Document excerpt
----------------
# Attend an LCMS church?



## Javilo (Aug 7, 2008)

Hello everyone, I would like to know if it would be ok for a person with
reformed beliefs to attend an LCMS church if there is no good reformed
church in their area? I ask this becase the LCMS holds to baptismal
regeneration and also that a person can lose their salvation. LCMS seems
like a good church otherwise except for those two things. Thank you for
your opinions and help with this issue.


----------



## JM (Aug 7, 2008)

> Baptismal Regeneration
> 
> 
> 
> ...


The Lutheran Church - Missouri Synod - Baptismal Regeneration


----------



## rjlynam (Aug 7, 2008)

BTW,  to PB !!

Are you speaking specifically of the greater Boston area? 
Can you give an area? 

There are lots of people here who would be glad to help you.

For example: Being in the OPC, I know of 1 OPC work in the Boston area.

To answer your question, In my humble opinion it would be best that "birds of a feather, could flock together" if possible.


----------



## Javilo (Aug 7, 2008)
----------------
Collected data
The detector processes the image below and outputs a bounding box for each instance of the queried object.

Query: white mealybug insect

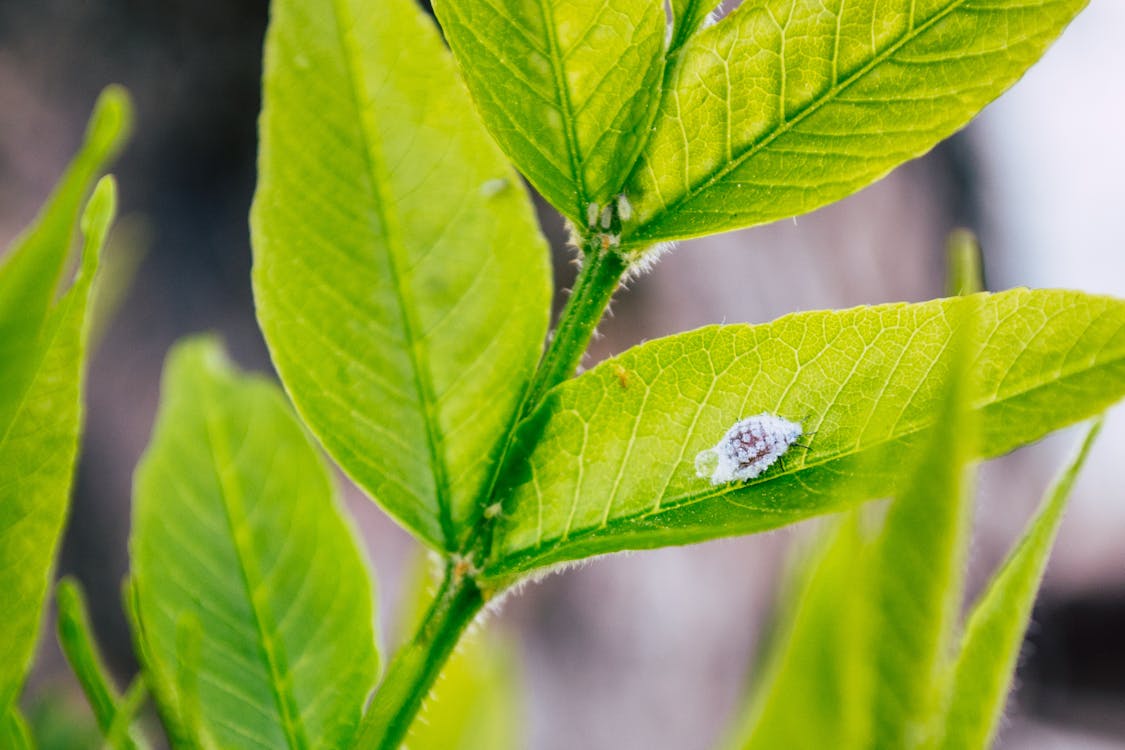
----------------
The tasks
1. In the forum thread about attending an LCMS church, what two LCMS teachings does the opening post name as its concerns?
2. Resume the forum thread about attending an LCMS church, picking up after its final line.

Results for the exercise
1. Baptismal regeneration and the belief that a person can lose their salvation.

2.
rjlynam said:


> BTW,  to PB !!
> 
> Are you speaking specifically of the greater Boston area?
> Can you give an area?
> ...



Thanks rjlynam, for the welcome.
Yes, speaking of the Boston area.
Don't know of the OPC churches in the Boston area.
I am limited since I don't have a car and so depend
on public transportation. So can only go where
the MBTA goes.


----------



## rjlynam (Aug 7, 2008)

Javilo said:


> rjlynam said:
> 
> 
> > BTW,  to PB !!
> ...



Check them out. New Covenant Presbyterian All the best !


----------



## Ex Nihilo (Aug 7, 2008)

I didn't even know there was an LCMS church in the Boston area!

Christ the King Presbyterian (PCA) is two blocks north of the Central Square T-stop in Cambridge.


----------



## Backwoods Presbyterian (Aug 7, 2008)

There is also an RP Church in Cambridge.


----------



## Ex Nihilo (Aug 7, 2008)

Backwoods Presbyterian said:


> There is also an RP Church in Cambridge.



Oh, wow, I didn't realize the RP church was so close to where I live!


----------



## JoelYrick (Aug 7, 2008)

I'll throw in that our denomination also has a church in Cambridge. My brother-in-law attended the church for some time, and I remember him speaking well of it. I'm sure if you sent an email, you could likely carpool with someone to save some money. 

As for the LCMS, I would look into the various churches. Not all LCMS churches are created equal. There are plenty I would avoid. But, I would say that they are less pure, true churches. If you can't find a good reformed church nearby- go for it.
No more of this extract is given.